***** Textabschnitt *****

Historisch sind erste Ansätze bereits zwischen 1450 und 1630 zu finden. Sie waren in England von einem erheblichen Wirtschaftswachstum und vergrößerten sozialen Gegensätzen geprägt. Der Englische Bürgerkrieg Mitte des 17. Jahrhunderts beschleunigte die Einhegungen erheblich. Im Parlament nahmen die großen Landbesitzer, die Gentry, gegenüber dem König eine zunehmend gestärkte Position ein,[3] was in der Abschaffung der Star Chamber 1641 kulminierte. Damit waren auch die Rechte der Commoners deutlich geschwächt worden.[4] Um 1650 veränderte sich auch die Landnutzung, da die Wollpreise nicht weiter stiegen.[3] Es kam zur Anwendung von neuen Agrartechniken und der Entwicklung der Großfarmen, eine frühe Landwirtschaftliche Revolution setzte ein. Der Höhepunkt der enclosures lag zwischen 1760 und 1832, danach waren in Großbritannien die mittelalterlichen Strukturen so gut wie verschwunden.

***** Gespeicherte Daten *****

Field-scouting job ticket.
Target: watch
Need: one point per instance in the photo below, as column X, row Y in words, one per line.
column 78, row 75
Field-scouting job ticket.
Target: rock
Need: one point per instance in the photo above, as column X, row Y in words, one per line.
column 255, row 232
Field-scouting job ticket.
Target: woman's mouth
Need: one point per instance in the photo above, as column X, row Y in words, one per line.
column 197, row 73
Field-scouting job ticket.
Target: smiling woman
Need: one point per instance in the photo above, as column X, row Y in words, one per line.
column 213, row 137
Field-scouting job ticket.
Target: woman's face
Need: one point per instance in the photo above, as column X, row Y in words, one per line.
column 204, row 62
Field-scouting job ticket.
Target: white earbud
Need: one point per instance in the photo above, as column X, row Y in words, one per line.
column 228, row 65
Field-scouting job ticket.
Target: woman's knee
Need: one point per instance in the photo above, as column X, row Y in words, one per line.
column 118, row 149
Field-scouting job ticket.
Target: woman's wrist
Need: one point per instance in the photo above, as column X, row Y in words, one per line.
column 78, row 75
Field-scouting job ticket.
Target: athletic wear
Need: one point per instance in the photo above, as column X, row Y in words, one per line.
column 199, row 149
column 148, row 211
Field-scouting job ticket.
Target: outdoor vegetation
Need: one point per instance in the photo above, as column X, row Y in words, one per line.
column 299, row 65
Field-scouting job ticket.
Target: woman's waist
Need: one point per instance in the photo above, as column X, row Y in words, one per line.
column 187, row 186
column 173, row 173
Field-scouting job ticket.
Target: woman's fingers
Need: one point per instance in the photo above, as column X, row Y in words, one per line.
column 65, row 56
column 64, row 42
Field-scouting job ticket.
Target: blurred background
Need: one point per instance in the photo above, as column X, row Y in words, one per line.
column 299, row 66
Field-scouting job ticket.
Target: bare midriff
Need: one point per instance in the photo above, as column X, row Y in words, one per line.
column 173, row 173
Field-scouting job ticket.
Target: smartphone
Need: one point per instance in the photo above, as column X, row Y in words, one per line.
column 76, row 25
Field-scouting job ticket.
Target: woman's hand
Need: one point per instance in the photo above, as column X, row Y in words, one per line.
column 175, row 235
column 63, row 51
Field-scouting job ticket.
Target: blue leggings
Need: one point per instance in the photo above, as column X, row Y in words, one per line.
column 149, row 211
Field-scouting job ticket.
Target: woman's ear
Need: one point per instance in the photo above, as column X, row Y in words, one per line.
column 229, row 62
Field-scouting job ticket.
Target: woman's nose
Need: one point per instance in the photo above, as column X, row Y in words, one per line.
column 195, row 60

*****

| Anforderungen |
• 1. In welchem Zeitraum lag laut dem Textabschnitt über die Einhegungen in England ihr Höhepunkt?
• 2. Schreibe den Textabschnitt über die Einhegungen in England nach seinem letzten Satz weiter.

| Ergebnisse der Übung |
• 1. Zwischen 1760 und 1832.

• 2.
Diese Entwicklung führte zur Verarmung eines Teils der Kleinbauern, die sich den Erwerb des Geländes nicht leisten konnten und so auf die bisher allen zur Verfügung stehenden Nutzflächen verzichten mussten. Teilweise, auch in Zusammenhang mit den Einhegungen in Wales und Schottland (siehe Highland Clearances), wurde auch von einer „inneren Kolonisation“ gesprochen, ganze Dorfgemeinschaften waren nach Australien und Nordamerika zwangsdeportiert oder zur Emigration gezwungen worden. Eine ähnliche Tendenz insbesondere in Norddeutschland und Preußen, das Bauernlegen, kam historisch später zustande und wurde durch die königliche Gesetzgebung (siehe Erbuntertänigkeit) teilweise konterkariert.[5] Der Aufbau von brandenburgischen Kolonien in Übersee kam über kleinere Ansätze in Westafrika nicht hinaus, es wurde angesichts wachsender Bevölkerung mehr der Ansatz eines Landesausbaus und einer sogenannten Peuplierung im Inneren verfolgt.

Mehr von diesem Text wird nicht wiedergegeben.